_Text shown_.
*** Begin section ***

By Ben Shneiderman, Founding Director of Human-Computer Interaction Lab at University of Maryland
Artificial intelligence researchers and engineers have spent a lot of effort trying to build machines that look like humans and operate largely independently. Those tempting dreams have distracted many of them from where the real progress is already happening: in systems that enhance – rather than replace – human capabilities. To accelerate the shift to new ways of thinking, AI designers and developers could take some lessons from the missteps of past researchers.
For example, alchemists, like Isaac Newton, pursued ambitious goals such as converting lead to gold, creating a panacea to cure all diseases, and finding potions for immortality. While these goals are alluring, the charlatans pursuing them may have secured princely financial backing that would have been better used developing modern chemistry.
Equally optimistically, astrologers believed they could understand human personality based on birthdates and predict future events by studying the positions of the stars and planets. These promises over the past thousand years often received kingly endorsement, possibly slowing the work of those who were adopting scientific methods that eventually led to astronomy.
As alchemy and astrology evolved, the participants became more deliberate and organized – what might now be called more scientific – about their studies. That shift eventually led to important findings in chemistry, such as those by Lavoisier and Priestley in the 18th century. In astronomy, Kepler and Newton himself made significant findings in the 17th and 18th centuries. A similar turning point is coming for artificial intelligence. Bold innovators are putting aside tempting but impractical dreams of anthropomorphic designs and excessive autonomy. They focus on systems that restore, rely on, and expand human control and responsibility.

*** End section ***

_Data excerpts_.
*** Begin section ***

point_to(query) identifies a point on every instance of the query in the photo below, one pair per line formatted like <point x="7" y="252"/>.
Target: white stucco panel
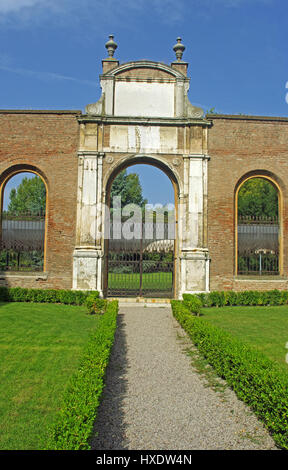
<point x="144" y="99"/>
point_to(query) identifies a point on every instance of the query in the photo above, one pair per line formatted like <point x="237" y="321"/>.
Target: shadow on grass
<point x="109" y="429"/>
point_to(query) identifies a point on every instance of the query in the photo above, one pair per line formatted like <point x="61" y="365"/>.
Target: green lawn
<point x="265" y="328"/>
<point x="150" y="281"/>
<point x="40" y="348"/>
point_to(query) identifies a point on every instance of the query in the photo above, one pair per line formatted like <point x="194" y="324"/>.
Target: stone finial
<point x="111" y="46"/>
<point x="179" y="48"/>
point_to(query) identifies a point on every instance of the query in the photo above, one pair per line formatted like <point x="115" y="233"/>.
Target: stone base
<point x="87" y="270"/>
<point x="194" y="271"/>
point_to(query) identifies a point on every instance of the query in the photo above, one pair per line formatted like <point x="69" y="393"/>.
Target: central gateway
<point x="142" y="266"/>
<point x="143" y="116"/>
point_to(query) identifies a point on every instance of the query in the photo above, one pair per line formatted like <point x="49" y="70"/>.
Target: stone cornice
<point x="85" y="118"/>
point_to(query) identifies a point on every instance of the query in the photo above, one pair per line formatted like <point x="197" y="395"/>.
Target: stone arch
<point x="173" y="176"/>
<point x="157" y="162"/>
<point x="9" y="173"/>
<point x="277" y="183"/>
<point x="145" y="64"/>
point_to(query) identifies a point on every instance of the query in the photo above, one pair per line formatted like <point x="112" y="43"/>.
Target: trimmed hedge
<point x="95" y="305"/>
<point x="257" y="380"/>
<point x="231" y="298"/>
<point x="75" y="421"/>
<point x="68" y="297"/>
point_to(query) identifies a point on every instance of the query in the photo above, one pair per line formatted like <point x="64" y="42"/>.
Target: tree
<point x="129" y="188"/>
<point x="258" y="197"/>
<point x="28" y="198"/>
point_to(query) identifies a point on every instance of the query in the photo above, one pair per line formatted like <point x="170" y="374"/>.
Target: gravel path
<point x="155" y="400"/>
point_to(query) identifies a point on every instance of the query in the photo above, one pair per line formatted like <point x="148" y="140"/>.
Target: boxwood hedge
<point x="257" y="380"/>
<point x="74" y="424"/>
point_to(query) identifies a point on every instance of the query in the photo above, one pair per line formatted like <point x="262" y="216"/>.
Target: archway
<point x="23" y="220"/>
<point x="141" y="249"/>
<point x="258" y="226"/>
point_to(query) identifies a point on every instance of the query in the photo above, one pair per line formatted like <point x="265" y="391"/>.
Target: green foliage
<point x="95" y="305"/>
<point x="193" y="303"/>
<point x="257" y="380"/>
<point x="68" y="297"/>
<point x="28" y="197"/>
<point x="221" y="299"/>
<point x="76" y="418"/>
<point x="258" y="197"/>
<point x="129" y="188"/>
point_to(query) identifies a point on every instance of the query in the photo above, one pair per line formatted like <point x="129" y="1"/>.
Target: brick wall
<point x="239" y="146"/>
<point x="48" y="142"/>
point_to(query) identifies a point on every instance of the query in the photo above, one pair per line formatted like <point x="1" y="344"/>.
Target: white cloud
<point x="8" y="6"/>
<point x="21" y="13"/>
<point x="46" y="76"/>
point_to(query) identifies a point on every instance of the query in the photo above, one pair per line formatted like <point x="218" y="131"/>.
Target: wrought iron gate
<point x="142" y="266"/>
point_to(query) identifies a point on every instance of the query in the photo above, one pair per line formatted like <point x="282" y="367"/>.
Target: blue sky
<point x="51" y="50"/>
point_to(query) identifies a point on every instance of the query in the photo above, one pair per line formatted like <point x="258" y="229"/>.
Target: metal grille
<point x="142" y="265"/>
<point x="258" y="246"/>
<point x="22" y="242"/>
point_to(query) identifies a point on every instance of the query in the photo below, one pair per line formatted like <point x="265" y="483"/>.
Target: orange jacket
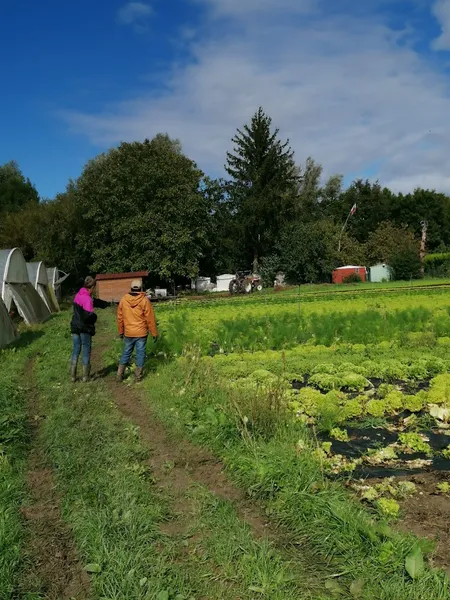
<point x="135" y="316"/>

*** End section ***

_What you need to do_.
Set down the passage of the text on artificial intelligence and past sciences word for word, starting at "For example, alchemists, like" and ending at "developing modern chemistry.".

_Reply to the task_.
For example, alchemists, like Isaac Newton, pursued ambitious goals such as converting lead to gold, creating a panacea to cure all diseases, and finding potions for immortality. While these goals are alluring, the charlatans pursuing them may have secured princely financial backing that would have been better used developing modern chemistry.